Raw data =
▽

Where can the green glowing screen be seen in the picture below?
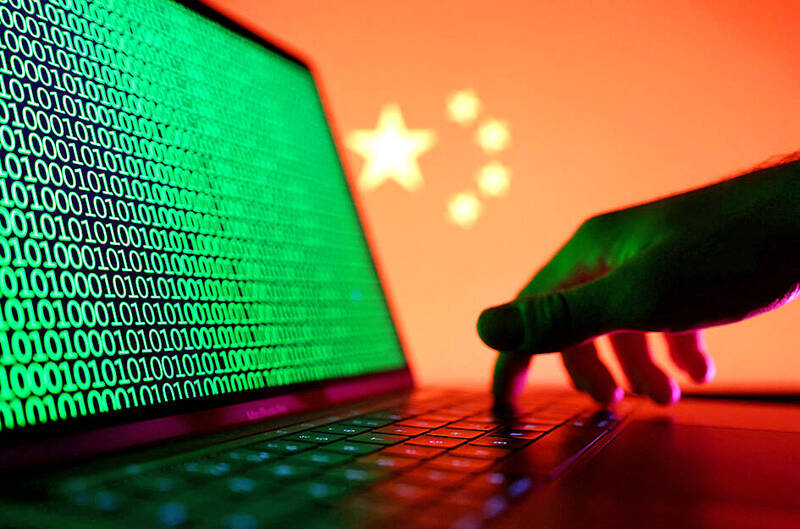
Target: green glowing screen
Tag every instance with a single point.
(174, 222)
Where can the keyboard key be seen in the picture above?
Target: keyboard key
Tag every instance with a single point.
(500, 442)
(471, 425)
(281, 445)
(405, 493)
(544, 419)
(413, 451)
(202, 467)
(380, 438)
(498, 481)
(389, 461)
(443, 417)
(240, 455)
(421, 423)
(401, 430)
(456, 433)
(391, 415)
(480, 452)
(433, 477)
(435, 441)
(357, 473)
(486, 418)
(322, 489)
(314, 437)
(320, 457)
(367, 422)
(351, 447)
(460, 464)
(342, 429)
(532, 426)
(284, 470)
(517, 434)
(552, 454)
(153, 483)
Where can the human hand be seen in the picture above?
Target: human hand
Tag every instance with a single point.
(711, 256)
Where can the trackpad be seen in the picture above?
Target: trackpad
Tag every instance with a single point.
(660, 474)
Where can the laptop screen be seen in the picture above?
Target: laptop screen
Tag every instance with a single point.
(176, 231)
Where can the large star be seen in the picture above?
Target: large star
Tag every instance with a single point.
(390, 151)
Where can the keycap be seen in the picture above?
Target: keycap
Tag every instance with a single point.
(480, 452)
(357, 473)
(391, 415)
(443, 417)
(343, 429)
(284, 470)
(517, 434)
(500, 481)
(367, 422)
(434, 477)
(406, 493)
(280, 445)
(401, 430)
(421, 423)
(532, 426)
(544, 419)
(413, 451)
(240, 455)
(460, 464)
(551, 454)
(314, 437)
(320, 457)
(351, 447)
(153, 483)
(388, 461)
(437, 442)
(457, 433)
(380, 438)
(202, 467)
(500, 442)
(472, 425)
(322, 489)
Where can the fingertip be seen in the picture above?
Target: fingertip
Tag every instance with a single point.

△

What is asked =
Give every line of the records above as a Markdown table with the columns "Number" and "Text", numbering the rows in order. Skip blank lines and leave the pictures out.

Exercise solution =
| Number | Text |
|---|---|
| 1 | Where can the green glowing screen be seen in the picture below? |
| 2 | Target: green glowing screen |
| 3 | Tag every instance with a single point. |
| 4 | (174, 222) |
| 5 | Where can the keyboard key be seen in the picture above? |
| 6 | Target: keyboard key |
| 7 | Tag every instance with a single point. |
| 8 | (500, 442) |
| 9 | (471, 425) |
| 10 | (281, 445) |
| 11 | (405, 493) |
| 12 | (544, 419) |
| 13 | (413, 451) |
| 14 | (202, 467) |
| 15 | (380, 438) |
| 16 | (498, 481) |
| 17 | (389, 461) |
| 18 | (443, 417) |
| 19 | (240, 455) |
| 20 | (421, 423) |
| 21 | (401, 430) |
| 22 | (456, 433) |
| 23 | (391, 415) |
| 24 | (480, 452) |
| 25 | (433, 477) |
| 26 | (435, 441) |
| 27 | (357, 473) |
| 28 | (486, 418) |
| 29 | (322, 489) |
| 30 | (314, 437) |
| 31 | (320, 457) |
| 32 | (367, 422) |
| 33 | (351, 447) |
| 34 | (460, 464) |
| 35 | (342, 429) |
| 36 | (532, 426) |
| 37 | (284, 470) |
| 38 | (517, 434) |
| 39 | (552, 454) |
| 40 | (153, 483) |
| 41 | Where can the human hand be seen in the picture above? |
| 42 | Target: human hand |
| 43 | Tag every instance with a single point. |
| 44 | (711, 256) |
| 45 | Where can the trackpad be seen in the picture above? |
| 46 | Target: trackpad |
| 47 | Tag every instance with a single point. |
| 48 | (660, 474) |
| 49 | Where can the laptop screen be seen in the picture above? |
| 50 | Target: laptop screen |
| 51 | Tag every instance with a single point. |
| 52 | (176, 231) |
| 53 | Where can the large star be seen in the picture above? |
| 54 | Target: large star |
| 55 | Tag every instance with a single point. |
| 56 | (390, 151) |
| 57 | Where can the keycap be seen in the picture above? |
| 58 | Target: keycap |
| 59 | Tag every instance with a single point. |
| 60 | (480, 452) |
| 61 | (357, 473) |
| 62 | (391, 415) |
| 63 | (443, 417) |
| 64 | (343, 429) |
| 65 | (284, 470) |
| 66 | (517, 434) |
| 67 | (500, 481) |
| 68 | (367, 422) |
| 69 | (434, 477) |
| 70 | (406, 493) |
| 71 | (280, 445) |
| 72 | (401, 430) |
| 73 | (421, 423) |
| 74 | (532, 426) |
| 75 | (544, 419) |
| 76 | (413, 451) |
| 77 | (240, 455) |
| 78 | (460, 464) |
| 79 | (551, 454) |
| 80 | (314, 437) |
| 81 | (320, 457) |
| 82 | (351, 447) |
| 83 | (153, 483) |
| 84 | (388, 461) |
| 85 | (437, 442) |
| 86 | (457, 433) |
| 87 | (380, 438) |
| 88 | (202, 467) |
| 89 | (500, 442) |
| 90 | (472, 425) |
| 91 | (322, 489) |
| 92 | Where can the fingertip be seen in the picture above? |
| 93 | Target: fingertip |
| 94 | Tag every instance with a single point. |